Extrait de page:
Cette citation de Joseph Losey qui, pour une fois, n’est pas tirée de ses entretiens avec Michel Ciment, résume assez bien le problème de ce film.
Loin d’être, comme on le dit souvent, un film baroque et outrancier sorti de l’imaginaire de Losey, Boom est avant tout un film fidèle au scénario créé par Tennessee Williams à partir de sa pièce de théâtre "The Milk Train doesn’t stop here anymore". Les pièces de Tennessee Williams sont à l’origine d’un certain nombre de grandes œuvres cinématographiques : La ménagerie de verre, Un tramway nommé désir, La chatte sur un toit brûlant, Soudain l’été dernier, La nuit de l’iguane, auxquels on peut ajouter Baby Doll avec un scénario original. The Milk Train, écrite en 1963, était la dernière pièce de l’auteur et avait été un échec lors de sa sortie à New York, avec seulement 69 représentations. Mais la réputation de l’auteur était restée au sommet.
En spoiler, la critique du NY Times de l’époque:
Spoiler (cliquez pour afficher)
January 15, 1963

Theater: Tennessee Williams's 'Milk Train'
By HOWARD TAUBMAN
On one level Tennessee Williams is writing with unexampled mastery in "The Milk Train Doesn't Stop Here Anymore." On another and higher level, which few contemporary playwrights dare to attempt, Mr. Williams's new play fails.

Mr. Williams's main character is so scrupulously and humorously observed, so painted to the life with all her vitality and crotchets and pain that one feels this portrait could be hung with the old masters.

Flora Goforth is a dying woman with a flamboyant past and a bruising tongue. She sits on a mountain top on the coast of Italy with her three villas wired for sound so that she will not lose an instant when the impulse seizes her to continue dictating her memoirs.

She is coarse and coy, wise and foolish, vulnerable and tyrannical. She is full of pretense, yet has reached the point of no more pretense. She recalls her first five husbands with a pungent, sardonic objectivity, and for a moment she almost croons over the recollection of Alex the sixth, last and only attractive one.

Hermione Baddeley plays this crude yet uncommon woman with dazzling variety. Her voice has more compass and nuance than the subtlest of singers. She can be droll in the clownish way Mr. Williams means her to be, and she can be as lazily forthright as the sun that beats down on the Italian sea.

Preparing for dinner an interrupting her dressing with bursts of dictation into one of the ubiquitous mikes, she puts on a Kabuki gown and a black wig with delightfully raffish humor. Her recollection that one of her husbands bought the outfit for her on a reconciliation trip to Japan is recounted with a barbed raillery that makes you chuckle at the same time you admire her gallant bluntness. And Miss Baddeley's bits of posturing like a Kabuki actress (she had lessons, you know) is capital fooling.

Consigne:
Donnez la suite du texte sur le film Boom de Joseph Losey, en reprenant après sa dernière phrase. Les lignes ci-dessous viennent d'une autre source.

Données à analyser:
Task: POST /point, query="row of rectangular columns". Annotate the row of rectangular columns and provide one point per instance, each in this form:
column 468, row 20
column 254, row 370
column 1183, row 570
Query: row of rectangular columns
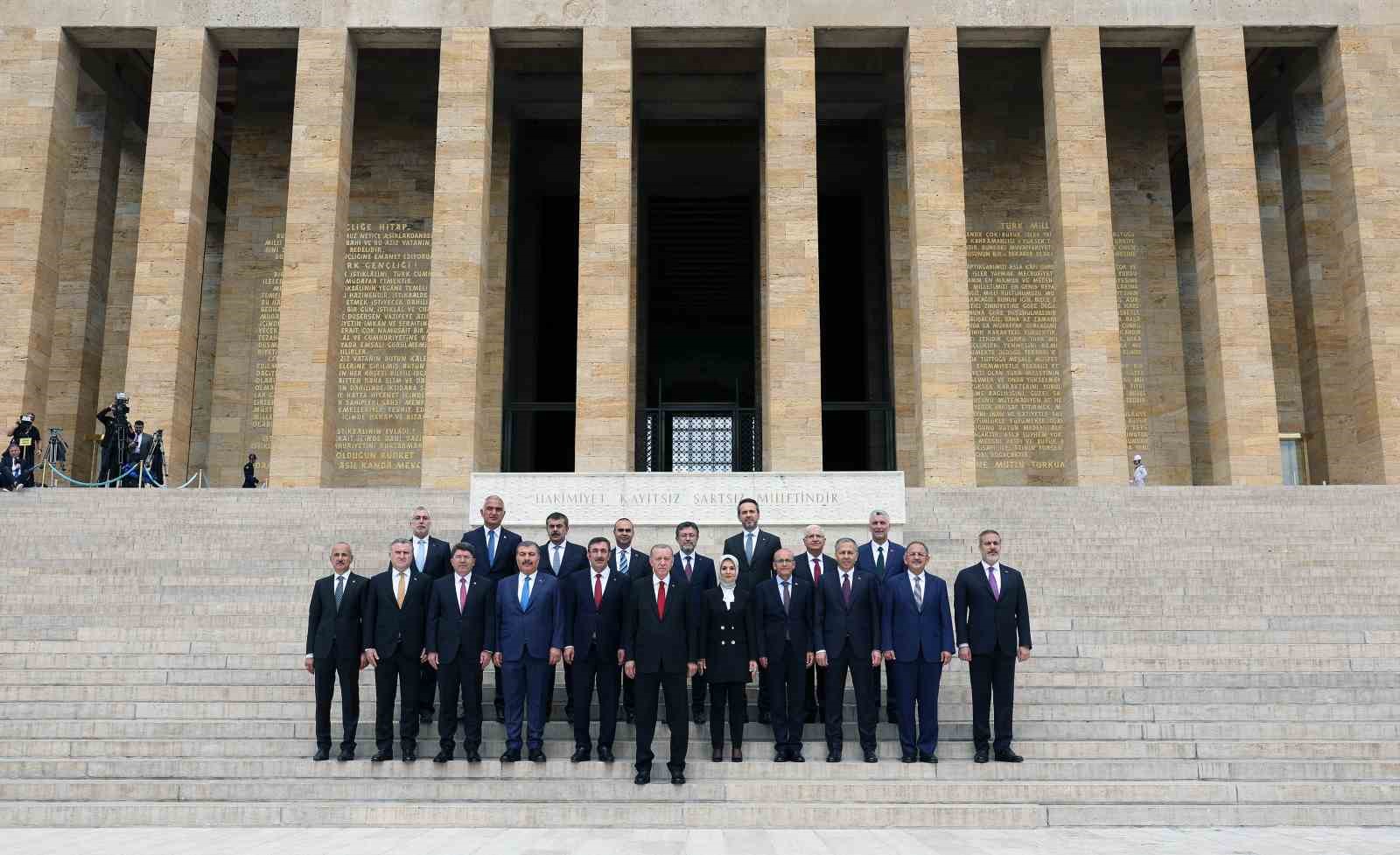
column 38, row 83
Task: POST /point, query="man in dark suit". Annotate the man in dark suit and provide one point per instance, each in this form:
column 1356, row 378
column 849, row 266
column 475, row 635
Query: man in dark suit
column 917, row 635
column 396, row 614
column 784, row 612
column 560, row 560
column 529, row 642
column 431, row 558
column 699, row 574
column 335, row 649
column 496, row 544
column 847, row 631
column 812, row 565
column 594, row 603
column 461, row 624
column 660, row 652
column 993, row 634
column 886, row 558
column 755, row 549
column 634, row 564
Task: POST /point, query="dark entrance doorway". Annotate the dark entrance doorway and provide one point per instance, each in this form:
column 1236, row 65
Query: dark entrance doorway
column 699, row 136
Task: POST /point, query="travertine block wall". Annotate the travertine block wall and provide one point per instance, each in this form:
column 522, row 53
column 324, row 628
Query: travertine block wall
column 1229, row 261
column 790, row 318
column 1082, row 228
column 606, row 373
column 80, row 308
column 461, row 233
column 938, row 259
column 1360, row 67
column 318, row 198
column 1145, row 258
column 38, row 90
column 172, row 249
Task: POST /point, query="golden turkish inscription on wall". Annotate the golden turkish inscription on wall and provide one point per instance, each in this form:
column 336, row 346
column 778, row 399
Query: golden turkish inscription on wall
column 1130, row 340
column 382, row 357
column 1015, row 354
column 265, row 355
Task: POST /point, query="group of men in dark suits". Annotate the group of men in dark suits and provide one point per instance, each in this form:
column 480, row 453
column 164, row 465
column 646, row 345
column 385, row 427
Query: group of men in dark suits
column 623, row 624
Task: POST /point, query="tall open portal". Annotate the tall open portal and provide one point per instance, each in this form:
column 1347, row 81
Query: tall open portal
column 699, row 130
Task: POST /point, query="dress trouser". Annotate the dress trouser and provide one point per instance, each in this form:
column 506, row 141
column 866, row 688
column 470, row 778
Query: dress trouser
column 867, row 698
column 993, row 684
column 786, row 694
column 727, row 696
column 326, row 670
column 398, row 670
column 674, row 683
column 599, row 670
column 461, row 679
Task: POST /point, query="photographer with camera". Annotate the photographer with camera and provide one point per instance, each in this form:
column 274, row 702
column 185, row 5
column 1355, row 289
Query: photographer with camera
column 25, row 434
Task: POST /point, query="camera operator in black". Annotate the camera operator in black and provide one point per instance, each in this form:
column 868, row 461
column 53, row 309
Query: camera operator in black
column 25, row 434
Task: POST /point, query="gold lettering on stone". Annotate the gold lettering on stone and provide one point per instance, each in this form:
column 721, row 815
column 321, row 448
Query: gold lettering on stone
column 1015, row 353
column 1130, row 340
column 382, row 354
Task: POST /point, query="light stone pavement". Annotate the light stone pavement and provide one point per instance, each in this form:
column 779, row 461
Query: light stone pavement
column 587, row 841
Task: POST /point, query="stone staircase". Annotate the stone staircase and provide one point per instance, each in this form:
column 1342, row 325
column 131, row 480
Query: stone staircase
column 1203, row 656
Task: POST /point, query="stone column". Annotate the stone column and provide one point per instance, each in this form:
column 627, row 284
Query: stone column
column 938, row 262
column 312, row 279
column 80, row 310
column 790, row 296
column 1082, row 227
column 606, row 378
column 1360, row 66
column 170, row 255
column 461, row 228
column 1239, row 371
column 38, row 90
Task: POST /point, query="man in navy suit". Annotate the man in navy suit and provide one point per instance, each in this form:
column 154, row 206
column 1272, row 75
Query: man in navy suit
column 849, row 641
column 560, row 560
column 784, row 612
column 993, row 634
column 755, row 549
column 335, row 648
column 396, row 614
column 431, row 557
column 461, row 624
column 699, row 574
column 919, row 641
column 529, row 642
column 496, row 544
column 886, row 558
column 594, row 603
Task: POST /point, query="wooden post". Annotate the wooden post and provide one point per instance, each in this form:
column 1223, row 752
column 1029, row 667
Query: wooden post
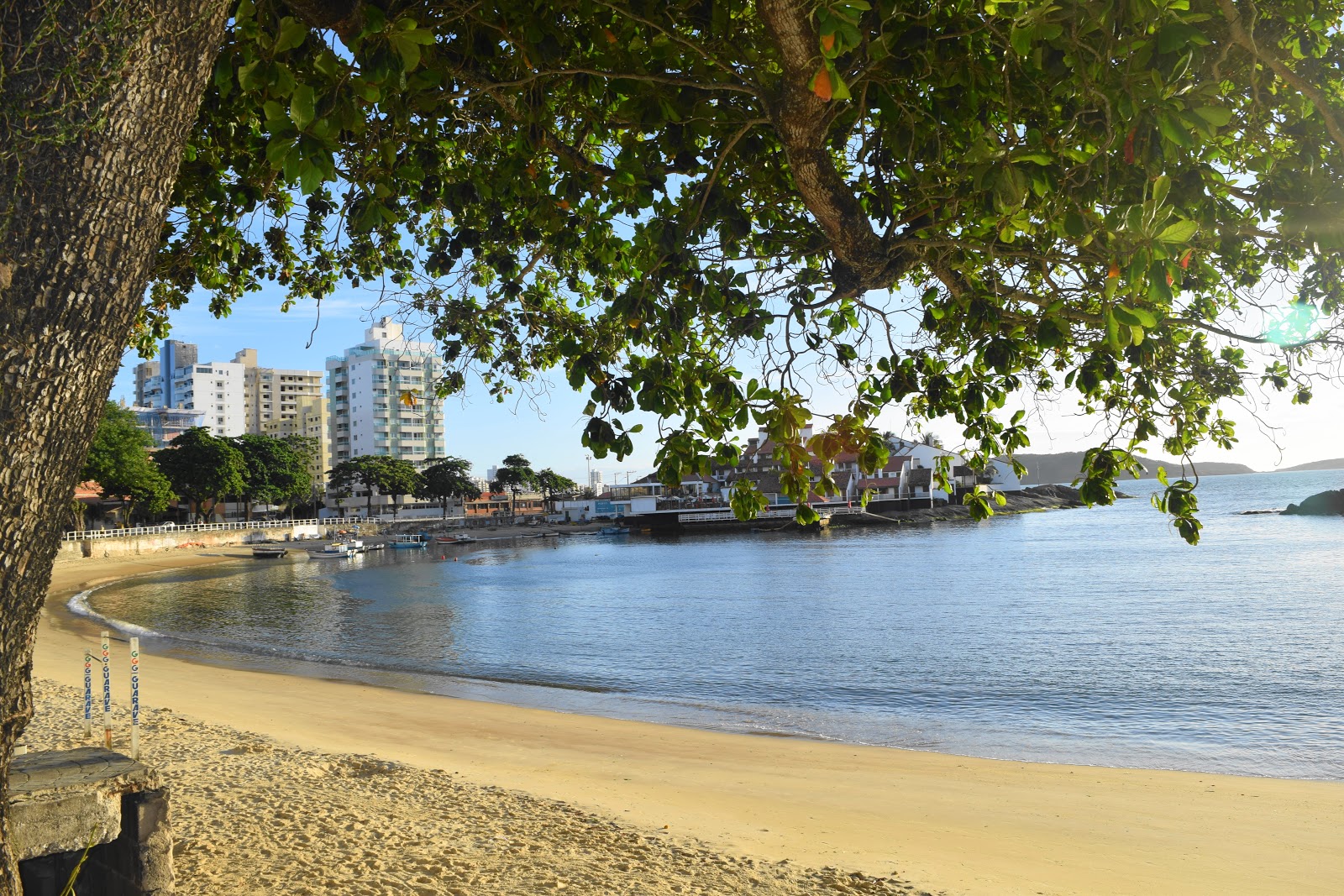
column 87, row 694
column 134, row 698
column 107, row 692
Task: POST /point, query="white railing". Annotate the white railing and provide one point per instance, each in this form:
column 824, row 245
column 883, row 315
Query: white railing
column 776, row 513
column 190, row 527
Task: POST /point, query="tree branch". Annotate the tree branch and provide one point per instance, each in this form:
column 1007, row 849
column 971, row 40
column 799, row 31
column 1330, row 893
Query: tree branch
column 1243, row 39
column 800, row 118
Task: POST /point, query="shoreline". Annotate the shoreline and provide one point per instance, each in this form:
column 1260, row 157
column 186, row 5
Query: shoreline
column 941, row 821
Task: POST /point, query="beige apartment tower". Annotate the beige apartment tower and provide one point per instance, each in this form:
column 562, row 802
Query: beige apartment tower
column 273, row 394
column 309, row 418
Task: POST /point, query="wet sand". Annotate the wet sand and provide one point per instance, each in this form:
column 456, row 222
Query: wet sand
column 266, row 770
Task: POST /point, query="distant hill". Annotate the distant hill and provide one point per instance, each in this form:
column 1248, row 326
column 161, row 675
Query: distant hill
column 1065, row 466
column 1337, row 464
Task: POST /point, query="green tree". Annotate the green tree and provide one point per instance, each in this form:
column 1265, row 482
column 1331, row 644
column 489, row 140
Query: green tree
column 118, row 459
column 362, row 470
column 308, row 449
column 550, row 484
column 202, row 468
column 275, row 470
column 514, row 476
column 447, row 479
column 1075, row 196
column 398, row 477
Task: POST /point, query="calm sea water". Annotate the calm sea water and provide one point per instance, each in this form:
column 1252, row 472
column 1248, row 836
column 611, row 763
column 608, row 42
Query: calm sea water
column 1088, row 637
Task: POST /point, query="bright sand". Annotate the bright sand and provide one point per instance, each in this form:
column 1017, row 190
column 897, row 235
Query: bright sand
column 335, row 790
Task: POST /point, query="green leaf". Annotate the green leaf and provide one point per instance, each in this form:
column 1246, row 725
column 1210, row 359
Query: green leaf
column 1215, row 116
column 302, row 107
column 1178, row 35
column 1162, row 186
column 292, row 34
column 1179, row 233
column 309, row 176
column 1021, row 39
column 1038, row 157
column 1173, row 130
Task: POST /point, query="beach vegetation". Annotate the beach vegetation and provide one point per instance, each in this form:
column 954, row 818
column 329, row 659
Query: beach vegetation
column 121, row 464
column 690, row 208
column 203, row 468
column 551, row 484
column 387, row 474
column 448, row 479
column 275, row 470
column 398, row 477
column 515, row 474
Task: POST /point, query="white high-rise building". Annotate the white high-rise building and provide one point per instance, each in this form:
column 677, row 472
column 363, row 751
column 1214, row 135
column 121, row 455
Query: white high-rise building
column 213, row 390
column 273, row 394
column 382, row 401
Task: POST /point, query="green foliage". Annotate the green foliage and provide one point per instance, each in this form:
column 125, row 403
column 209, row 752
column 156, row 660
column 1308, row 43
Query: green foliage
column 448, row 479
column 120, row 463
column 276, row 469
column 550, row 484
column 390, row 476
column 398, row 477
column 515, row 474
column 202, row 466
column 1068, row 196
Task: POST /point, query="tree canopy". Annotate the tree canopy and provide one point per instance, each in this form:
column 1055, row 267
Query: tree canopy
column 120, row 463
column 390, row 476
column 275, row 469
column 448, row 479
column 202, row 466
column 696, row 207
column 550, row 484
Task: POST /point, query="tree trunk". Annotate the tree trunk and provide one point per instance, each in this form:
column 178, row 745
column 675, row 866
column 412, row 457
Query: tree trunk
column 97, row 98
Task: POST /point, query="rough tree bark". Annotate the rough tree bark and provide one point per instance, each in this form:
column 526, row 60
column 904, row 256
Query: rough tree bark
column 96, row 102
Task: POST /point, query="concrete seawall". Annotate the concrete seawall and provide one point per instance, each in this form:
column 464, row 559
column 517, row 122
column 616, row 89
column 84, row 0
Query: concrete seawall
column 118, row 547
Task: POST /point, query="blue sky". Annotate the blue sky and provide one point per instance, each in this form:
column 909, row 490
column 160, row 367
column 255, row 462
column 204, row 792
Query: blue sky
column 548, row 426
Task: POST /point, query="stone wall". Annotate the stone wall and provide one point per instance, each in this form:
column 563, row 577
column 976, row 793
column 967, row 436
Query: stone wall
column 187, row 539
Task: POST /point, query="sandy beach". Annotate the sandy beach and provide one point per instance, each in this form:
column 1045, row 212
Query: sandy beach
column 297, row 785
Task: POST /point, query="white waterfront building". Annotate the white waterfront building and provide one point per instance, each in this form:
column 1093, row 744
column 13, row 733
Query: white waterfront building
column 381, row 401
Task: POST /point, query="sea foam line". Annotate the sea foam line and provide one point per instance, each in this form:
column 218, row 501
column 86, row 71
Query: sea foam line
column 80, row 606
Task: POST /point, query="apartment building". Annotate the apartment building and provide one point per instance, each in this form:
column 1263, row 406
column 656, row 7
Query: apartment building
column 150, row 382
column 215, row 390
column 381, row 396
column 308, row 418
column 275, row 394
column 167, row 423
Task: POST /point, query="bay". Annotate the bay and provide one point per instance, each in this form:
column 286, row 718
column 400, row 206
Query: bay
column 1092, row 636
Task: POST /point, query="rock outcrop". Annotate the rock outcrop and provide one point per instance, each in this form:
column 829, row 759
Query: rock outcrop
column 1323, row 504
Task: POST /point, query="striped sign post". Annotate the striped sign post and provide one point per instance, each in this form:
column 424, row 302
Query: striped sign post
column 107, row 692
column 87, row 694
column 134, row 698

Votre réponse:
Mr. Williams evidently has an endless gallery of the wonderfully amusing and pathetic elderly woman. But in the end Flora lacks the size to support the burden the playwright would impose on her- to serve, as he says in a program note, as a protagonist who is not a human being but a universal condition of human beings: The apparently incomprehensible but surely somehow significant adventure of being alive that we all must pass through for a time."

In its effort to disclose how Flora finally reaches for the comfort and grace that will make dying bearable, the play is wanting. For the character who passes this miracle for her is one of those handsome, pallid young men with a dead heart, who has become a fashionable symbol for some of our playwrights. Although Paul Robeling plays the young man earnestly enough, the figure is utterly inconvincing. As a result, the play's denouement leaves one oddly untouched.

Mildred Dunnock, as a sharp-tongued old witch like Flora herself, floats in wearing gauzy brown and looking like a superannuated ballerina prima assoluta. She and Miss Baddeley have a marvelously comic scene which they do a turn. Ann Williams is sympathetic as a put- upon, intelligent secretary.

Herbert Machiz has staged the piece at the Morosco, where it opened Wednesday, with consistently droll invention that always suggests the hidden fear. Jo Mielziner's flexible sets have the brightness and color of the Italian landscape. The costumes by Peter Hall and Fred Zoelpel and the music by Paul Bowles contributes to the atmosphere of sumptuousness and decay.

A terrified comic ferocity courses through "Milk Train" but the play generates little pity. By the standards of other lesser playwrights this is impressive work. By Mr. Williams's criteria it is disappointing because its resolution is hard to credit.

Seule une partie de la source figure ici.